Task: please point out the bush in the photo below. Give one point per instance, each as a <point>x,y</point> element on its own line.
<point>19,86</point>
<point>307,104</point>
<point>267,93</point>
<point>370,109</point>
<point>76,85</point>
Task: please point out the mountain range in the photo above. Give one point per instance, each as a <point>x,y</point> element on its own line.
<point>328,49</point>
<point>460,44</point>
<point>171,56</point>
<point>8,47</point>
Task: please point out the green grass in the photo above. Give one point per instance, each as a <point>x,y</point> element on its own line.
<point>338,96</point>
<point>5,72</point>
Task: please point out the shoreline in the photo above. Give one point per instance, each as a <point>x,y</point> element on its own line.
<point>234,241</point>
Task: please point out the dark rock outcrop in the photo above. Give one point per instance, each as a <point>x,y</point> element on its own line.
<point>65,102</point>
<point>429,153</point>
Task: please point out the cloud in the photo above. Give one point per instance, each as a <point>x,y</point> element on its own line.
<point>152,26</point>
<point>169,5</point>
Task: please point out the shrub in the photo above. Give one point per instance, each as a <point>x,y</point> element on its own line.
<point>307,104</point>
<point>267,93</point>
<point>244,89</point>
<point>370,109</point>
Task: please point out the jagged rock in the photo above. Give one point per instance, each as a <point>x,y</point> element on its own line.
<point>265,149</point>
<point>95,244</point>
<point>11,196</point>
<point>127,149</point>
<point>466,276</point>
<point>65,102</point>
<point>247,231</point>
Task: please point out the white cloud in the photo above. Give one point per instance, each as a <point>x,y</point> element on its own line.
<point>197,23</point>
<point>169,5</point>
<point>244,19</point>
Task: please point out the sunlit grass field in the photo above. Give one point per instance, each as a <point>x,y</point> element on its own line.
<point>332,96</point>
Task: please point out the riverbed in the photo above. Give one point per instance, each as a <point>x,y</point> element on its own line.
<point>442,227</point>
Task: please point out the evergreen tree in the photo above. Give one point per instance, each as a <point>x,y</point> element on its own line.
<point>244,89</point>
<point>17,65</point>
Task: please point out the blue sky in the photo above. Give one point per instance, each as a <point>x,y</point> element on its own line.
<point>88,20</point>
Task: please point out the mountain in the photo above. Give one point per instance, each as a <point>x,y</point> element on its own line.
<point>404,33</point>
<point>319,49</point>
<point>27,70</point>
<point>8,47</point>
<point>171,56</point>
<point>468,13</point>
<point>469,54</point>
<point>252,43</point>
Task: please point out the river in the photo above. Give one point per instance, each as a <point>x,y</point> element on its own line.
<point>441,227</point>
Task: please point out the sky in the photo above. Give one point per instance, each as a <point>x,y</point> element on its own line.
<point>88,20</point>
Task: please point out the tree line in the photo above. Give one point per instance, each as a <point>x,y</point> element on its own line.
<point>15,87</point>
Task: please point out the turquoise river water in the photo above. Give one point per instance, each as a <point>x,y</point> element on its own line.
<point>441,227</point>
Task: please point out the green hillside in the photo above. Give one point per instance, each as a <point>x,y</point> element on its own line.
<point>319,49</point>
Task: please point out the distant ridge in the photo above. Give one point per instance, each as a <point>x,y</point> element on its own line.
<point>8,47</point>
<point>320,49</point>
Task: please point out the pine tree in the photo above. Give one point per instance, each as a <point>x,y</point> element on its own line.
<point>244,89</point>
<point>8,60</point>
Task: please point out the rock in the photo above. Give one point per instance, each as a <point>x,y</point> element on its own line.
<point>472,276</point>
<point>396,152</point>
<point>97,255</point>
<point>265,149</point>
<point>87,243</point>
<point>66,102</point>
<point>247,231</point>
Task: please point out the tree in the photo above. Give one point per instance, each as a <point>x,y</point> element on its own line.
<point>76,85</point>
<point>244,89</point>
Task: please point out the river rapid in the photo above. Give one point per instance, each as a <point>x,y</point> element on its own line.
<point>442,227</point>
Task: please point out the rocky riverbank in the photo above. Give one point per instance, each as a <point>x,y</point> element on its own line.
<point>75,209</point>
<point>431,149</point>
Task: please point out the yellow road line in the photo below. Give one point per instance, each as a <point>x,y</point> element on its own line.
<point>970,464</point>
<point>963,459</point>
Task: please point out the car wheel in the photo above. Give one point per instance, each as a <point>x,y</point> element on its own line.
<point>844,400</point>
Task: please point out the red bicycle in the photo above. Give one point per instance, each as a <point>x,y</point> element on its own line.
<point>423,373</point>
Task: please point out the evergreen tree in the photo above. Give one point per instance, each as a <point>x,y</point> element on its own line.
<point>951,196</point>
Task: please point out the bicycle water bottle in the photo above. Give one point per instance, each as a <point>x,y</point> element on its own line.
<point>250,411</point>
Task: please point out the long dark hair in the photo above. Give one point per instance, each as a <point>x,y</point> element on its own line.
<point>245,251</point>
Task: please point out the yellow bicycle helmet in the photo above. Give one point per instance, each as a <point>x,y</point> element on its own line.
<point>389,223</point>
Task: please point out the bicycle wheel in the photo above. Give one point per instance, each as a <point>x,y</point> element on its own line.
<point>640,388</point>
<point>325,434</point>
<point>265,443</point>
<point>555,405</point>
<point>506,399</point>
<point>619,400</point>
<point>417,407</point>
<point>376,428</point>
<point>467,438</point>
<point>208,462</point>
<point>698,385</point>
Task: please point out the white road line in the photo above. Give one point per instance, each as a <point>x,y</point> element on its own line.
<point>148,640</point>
* * * * *
WHAT TO DO:
Retype all of the entries above, keeping every character and line break unchanged.

SOLUTION FOR THIS EXERCISE:
Task: please point out the bush in the photo below. Give one point per instance, each as a <point>x,y</point> element on its own line.
<point>19,86</point>
<point>307,104</point>
<point>267,93</point>
<point>370,109</point>
<point>76,85</point>
Task: please point out the mountain range in the photo above. Give one point per instance, each as a <point>x,y</point> element on its own line.
<point>328,49</point>
<point>460,44</point>
<point>171,56</point>
<point>8,47</point>
Task: please point out the green grass in the photo above. Give one point per instance, each as a <point>x,y</point> element on its own line.
<point>338,96</point>
<point>5,72</point>
Task: please point out the shoreline in the photo above. Give one point per instance, each as a <point>x,y</point> element on its own line.
<point>234,241</point>
Task: please point out the dark rock outcrop in the photo above. Give one point per instance, each as a <point>x,y</point> element on its own line.
<point>65,102</point>
<point>429,153</point>
Task: please point out the cloud in the photo above. Give one point per instance, each as a <point>x,y</point> element on its own line.
<point>152,26</point>
<point>169,5</point>
Task: please point out the shrub in the photo above. Give one point per instance, each as a <point>x,y</point> element on its own line.
<point>307,104</point>
<point>267,93</point>
<point>244,89</point>
<point>370,109</point>
Task: please point out the jagged rock in the photo above. Give one point per instance, each as a <point>x,y</point> element on its own line.
<point>265,149</point>
<point>95,244</point>
<point>11,196</point>
<point>127,149</point>
<point>466,276</point>
<point>65,102</point>
<point>247,231</point>
Task: please point out the white cloud in the photo above. Give one point per instance, each as a <point>x,y</point> element on its own line.
<point>197,23</point>
<point>169,5</point>
<point>244,19</point>
Task: please point out the sunlit grass field in the photo above. Give one point per instance, each as a <point>x,y</point> element on its own line.
<point>332,96</point>
Task: please point out the riverbed in the photo above. Give one point per instance, each as a <point>x,y</point> element on its own line.
<point>442,227</point>
Task: please point out the evergreen tree in the photo above. Give one point per instance, each as a <point>x,y</point> element on its own line.
<point>244,89</point>
<point>17,65</point>
Task: please point out the blue sky in the photo above. Give one point per instance, each as a <point>x,y</point> element on its own line.
<point>88,20</point>
Task: please point out the mountain in the photo above. Give one point per instance, each as a <point>x,y</point> element on its own line.
<point>404,33</point>
<point>319,49</point>
<point>27,70</point>
<point>8,47</point>
<point>171,56</point>
<point>468,13</point>
<point>469,54</point>
<point>252,43</point>
Task: please point out the river in the photo above. Give one point per instance, each as a <point>x,y</point> element on its own line.
<point>441,227</point>
Task: please point out the sky in the photo above. Give one point per instance, each as a <point>x,y</point> element on its own line.
<point>88,20</point>
Task: please point out the tree line in the photo above. Give one point per instance, each as a <point>x,y</point> element on its own line.
<point>15,87</point>
Task: please point out the turquoise river water in the photo above. Give one point per instance, each as a <point>x,y</point> element on its own line.
<point>441,227</point>
Task: please point out the green hillside in the photo above. Give one point per instance, each as a <point>x,y</point> element on its own line.
<point>319,49</point>
Task: please point out the distant ridge in the photo above. Give one point per instance, each as a <point>x,y</point> element on its own line.
<point>8,47</point>
<point>320,49</point>
Task: please point out the pine tree in the photo above. Give one point per instance, each as a <point>x,y</point> element on its own line.
<point>244,89</point>
<point>8,60</point>
Task: please point out the rock in the photo above. Give one point per instance, each as a <point>x,y</point> element on its own line.
<point>472,276</point>
<point>396,152</point>
<point>97,255</point>
<point>265,149</point>
<point>87,243</point>
<point>66,102</point>
<point>247,231</point>
Task: please point out the tree in the photo above. Give one point per instance, each as a <point>x,y</point> element on its own line.
<point>76,85</point>
<point>244,89</point>
Task: please point out the river rapid in the photo above. Give one point per instance, each as a <point>x,y</point> element on its own line.
<point>442,227</point>
Task: please point out the rocky riverbank in the photo above. Give one point per instance, each as a <point>x,y</point> element on its own line.
<point>75,209</point>
<point>431,149</point>
Task: please point out the yellow road line in the photo below. Give one point per instance, each as a <point>x,y</point> element on its own line.
<point>970,464</point>
<point>963,459</point>
Task: please point out the car wheel in the photo above. Give one point per instance, each as a <point>x,y</point> element on its own line.
<point>844,400</point>
Task: please point out the red bicycle in the photo above. Give one point per instance, each as a <point>x,y</point> element on its own line.
<point>423,373</point>
Task: please point out the evergreen tree in the photo above. Give one point per instance, each as a <point>x,y</point> element on its own line.
<point>951,196</point>
Task: please point out the bicycle water bottle in the photo above. Give one point per instance, each as a <point>x,y</point> element on its own line.
<point>250,411</point>
Task: please point out the long dark hair in the photo above. Give one point per instance, each as a <point>x,y</point> element on its own line.
<point>245,251</point>
Task: please point out the yellow bicycle helmet in the photo above. Give one point per instance, each as a <point>x,y</point> element on its own line.
<point>389,223</point>
Task: please point out the bicycle wheel in the photo above. Give one point per instance, each as a <point>x,y</point> element on its own line.
<point>640,388</point>
<point>325,434</point>
<point>265,443</point>
<point>555,405</point>
<point>506,399</point>
<point>619,400</point>
<point>417,407</point>
<point>376,428</point>
<point>467,438</point>
<point>208,462</point>
<point>698,385</point>
Task: please point out the white road line in the photo above. Give one point per instance, each as a <point>x,y</point> element on its own line.
<point>148,640</point>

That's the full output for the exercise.